Convert the records below into a two-column CSV with the header "request" and "answer," putting one row per request and enclosing the request text and its answer each in a single quoted field with line breaks replaced by spaces.

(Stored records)
------
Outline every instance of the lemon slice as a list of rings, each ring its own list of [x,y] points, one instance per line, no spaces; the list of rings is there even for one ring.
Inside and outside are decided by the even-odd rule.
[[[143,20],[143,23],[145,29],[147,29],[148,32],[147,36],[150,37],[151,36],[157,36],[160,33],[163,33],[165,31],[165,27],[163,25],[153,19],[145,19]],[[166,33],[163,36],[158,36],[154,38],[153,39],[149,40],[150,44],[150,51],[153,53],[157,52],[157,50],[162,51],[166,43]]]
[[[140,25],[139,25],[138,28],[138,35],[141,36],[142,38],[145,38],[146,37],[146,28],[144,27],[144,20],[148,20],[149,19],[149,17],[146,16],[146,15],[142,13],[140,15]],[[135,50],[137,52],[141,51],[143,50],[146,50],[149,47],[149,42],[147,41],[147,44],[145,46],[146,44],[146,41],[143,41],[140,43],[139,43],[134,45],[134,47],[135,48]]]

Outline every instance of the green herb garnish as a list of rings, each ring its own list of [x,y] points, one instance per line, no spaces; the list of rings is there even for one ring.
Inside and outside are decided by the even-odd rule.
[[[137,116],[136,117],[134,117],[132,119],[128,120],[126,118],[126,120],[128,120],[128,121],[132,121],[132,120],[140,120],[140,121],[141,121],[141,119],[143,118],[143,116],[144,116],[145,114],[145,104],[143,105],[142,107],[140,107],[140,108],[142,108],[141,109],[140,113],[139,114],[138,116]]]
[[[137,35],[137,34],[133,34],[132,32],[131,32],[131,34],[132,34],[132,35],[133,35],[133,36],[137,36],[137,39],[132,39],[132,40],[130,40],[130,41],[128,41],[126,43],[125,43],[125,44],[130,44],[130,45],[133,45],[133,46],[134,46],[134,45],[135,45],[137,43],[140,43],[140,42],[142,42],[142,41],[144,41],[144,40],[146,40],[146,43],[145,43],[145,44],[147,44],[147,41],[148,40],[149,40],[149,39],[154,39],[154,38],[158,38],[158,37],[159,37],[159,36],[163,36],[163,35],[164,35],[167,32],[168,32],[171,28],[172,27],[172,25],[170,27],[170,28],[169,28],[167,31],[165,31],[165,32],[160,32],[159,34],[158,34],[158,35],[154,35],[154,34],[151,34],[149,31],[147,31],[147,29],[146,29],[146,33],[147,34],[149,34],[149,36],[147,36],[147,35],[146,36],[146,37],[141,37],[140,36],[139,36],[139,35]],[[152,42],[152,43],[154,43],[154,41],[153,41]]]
------
■ SOLUTION TO THIS EXERCISE ■
request,answer
"Outline every instance of the lemon slice as a list of rings, each ring its own list of [x,y] points, one instance per line, no spaces; the list of rings is there even for one ring. Inside and outside are decided by the even-odd rule.","[[[143,20],[143,23],[145,29],[147,29],[148,32],[147,36],[150,37],[151,36],[157,36],[160,33],[163,33],[165,31],[165,27],[163,25],[153,19],[145,19]],[[166,33],[163,36],[158,36],[154,38],[153,39],[149,40],[150,44],[150,51],[153,53],[157,52],[157,50],[162,51],[166,43]]] [[[140,25],[139,25],[138,28],[138,35],[141,36],[142,38],[145,38],[146,37],[146,28],[144,27],[144,20],[148,20],[149,19],[149,17],[146,16],[146,15],[142,13],[140,15]],[[135,50],[137,52],[141,51],[143,50],[146,50],[149,47],[149,42],[147,41],[147,44],[145,46],[146,44],[146,41],[143,41],[140,43],[139,43],[134,45],[134,47],[135,48]]]"
"Outline every instance of the green herb garnish as a list of rings, each ring its own list of [x,y] points, one instance per line, no spaces; the list of rings is there even for one ring. Inside and outside are decided by the even-odd rule.","[[[137,116],[136,117],[134,117],[132,119],[128,120],[126,118],[126,120],[128,120],[128,121],[132,121],[132,120],[140,120],[140,121],[141,121],[141,119],[143,118],[143,116],[144,116],[145,114],[145,104],[143,105],[142,107],[140,107],[140,108],[142,108],[141,109],[140,113],[139,114],[138,116]]] [[[137,35],[137,34],[133,34],[132,32],[131,32],[131,34],[132,34],[132,35],[133,35],[133,36],[137,36],[137,39],[132,39],[132,40],[130,40],[130,41],[128,41],[126,43],[125,43],[125,44],[130,44],[130,45],[133,45],[133,46],[134,46],[134,45],[135,45],[137,43],[140,43],[140,42],[142,42],[142,41],[144,41],[144,40],[146,40],[146,43],[145,43],[145,44],[147,44],[147,41],[148,40],[149,40],[149,39],[154,39],[154,38],[158,38],[158,37],[159,37],[159,36],[163,36],[163,35],[164,35],[167,32],[168,32],[171,28],[172,27],[172,25],[170,27],[170,28],[169,28],[167,31],[165,31],[165,32],[160,32],[159,34],[158,34],[158,35],[154,35],[154,34],[151,34],[149,31],[147,31],[147,29],[146,29],[146,33],[147,34],[149,34],[149,36],[147,36],[147,35],[146,36],[146,37],[141,37],[140,36],[139,36],[139,35]],[[152,42],[152,43],[154,43],[154,41],[153,41]]]"